Written problem a: The passage on the monitor calibrator below names the main parts of calibrator 10. List each of them with its reference number.

— start Text shown —

Additionally, the response of a monitor to RGB signals is
essentially linear in contrast to the response of media to a CMYK
printing process. Also, user-accessible adjustments, e.g., contrast
and brightness, and various ambient lighting conditions make it
unlikely that the viewed image will represent the printed image.
Embodiments of the present invention enable a user to adjust the
RGB gamma curves of a computer monitor to standardized settings
compensated for ambient lighting.
As found in FIG. 1, the calibrator 10 in accordance with the
present invention is primarily comprised of a set of RGB monitor
sensors 14 for displaying the red, green and blue and intensities
emitted from the computer monitor 12, a set of RGB ambient sensors
16 for displaying the red, green and blue intensities of ambient
illumination, a compensator 18 for individually compensating
signals from the monitor sensors 14 with signals from the ambient
sensors 16 and a set of RGB intensity displays 20 individually
indicating compensated RGB signals from the compensator 18. The RGB
monitor sensors 14 are comprised of three individual sensors, a
first red sensor 22 sensitive to red illumination, a second green
sensor 24 sensitive to green illumination and a third blue sensor
26 sensitive to blue illumination. Each sensor uses a photocell,
respectively 28, 30 and 32, to convert illumination into an
electrical signal. In a preferred embodiment, cadium sulfide
photocells are used that are sensitive to illumination throughout
the visible spectrum from 400 to 700 m.mu., i.e., red, green and
blue, as shown in FIG. 2 which shows the photocell response.

— end Text shown —

Written problem b: Count the lines in the entries below that contain the word "clock". Reply with the number only.

— start Dataset extract —

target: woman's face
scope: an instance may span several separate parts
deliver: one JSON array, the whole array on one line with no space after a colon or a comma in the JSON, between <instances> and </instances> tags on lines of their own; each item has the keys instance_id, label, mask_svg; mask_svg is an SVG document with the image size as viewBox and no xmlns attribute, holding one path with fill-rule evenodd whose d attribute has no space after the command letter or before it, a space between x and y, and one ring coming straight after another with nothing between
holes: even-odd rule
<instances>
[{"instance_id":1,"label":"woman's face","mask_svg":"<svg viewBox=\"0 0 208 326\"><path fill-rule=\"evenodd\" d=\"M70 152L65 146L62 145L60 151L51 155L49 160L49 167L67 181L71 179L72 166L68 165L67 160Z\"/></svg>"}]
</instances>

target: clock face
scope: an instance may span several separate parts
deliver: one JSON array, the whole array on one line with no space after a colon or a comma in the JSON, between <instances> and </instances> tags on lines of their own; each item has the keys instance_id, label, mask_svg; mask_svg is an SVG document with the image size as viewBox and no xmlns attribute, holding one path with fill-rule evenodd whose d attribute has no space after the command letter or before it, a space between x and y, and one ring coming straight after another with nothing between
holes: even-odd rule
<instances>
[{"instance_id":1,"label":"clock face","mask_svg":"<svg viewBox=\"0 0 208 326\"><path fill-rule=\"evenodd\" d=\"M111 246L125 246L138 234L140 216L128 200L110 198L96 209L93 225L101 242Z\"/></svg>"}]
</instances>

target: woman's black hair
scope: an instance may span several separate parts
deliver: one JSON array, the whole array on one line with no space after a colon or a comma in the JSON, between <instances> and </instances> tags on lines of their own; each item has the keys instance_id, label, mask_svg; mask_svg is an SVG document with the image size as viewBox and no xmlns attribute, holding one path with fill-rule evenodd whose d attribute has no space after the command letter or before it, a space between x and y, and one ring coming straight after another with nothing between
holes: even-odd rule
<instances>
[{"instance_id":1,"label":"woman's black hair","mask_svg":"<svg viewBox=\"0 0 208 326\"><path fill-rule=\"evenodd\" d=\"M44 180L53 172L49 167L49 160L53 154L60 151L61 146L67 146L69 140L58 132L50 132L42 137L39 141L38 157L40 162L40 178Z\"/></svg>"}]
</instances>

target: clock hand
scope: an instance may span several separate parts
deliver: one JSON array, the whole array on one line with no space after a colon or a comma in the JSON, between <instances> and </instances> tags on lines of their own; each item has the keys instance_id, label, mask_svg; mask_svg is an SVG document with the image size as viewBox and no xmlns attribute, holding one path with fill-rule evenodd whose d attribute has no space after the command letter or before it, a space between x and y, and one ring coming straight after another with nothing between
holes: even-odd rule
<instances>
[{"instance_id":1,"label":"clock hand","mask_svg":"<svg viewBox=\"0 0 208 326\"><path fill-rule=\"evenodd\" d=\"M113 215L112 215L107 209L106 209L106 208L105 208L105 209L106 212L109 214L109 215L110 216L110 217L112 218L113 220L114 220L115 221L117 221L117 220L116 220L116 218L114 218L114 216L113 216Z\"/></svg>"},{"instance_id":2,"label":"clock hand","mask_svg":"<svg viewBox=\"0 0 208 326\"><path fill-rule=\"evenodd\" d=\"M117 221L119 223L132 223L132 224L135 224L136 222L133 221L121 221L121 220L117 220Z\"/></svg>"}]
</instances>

— end Dataset extract —

Exercise response a:
- RGB monitor sensors 14
- RGB ambient sensors 16
- compensator 18
- RGB intensity displays 20

Exercise response b: 4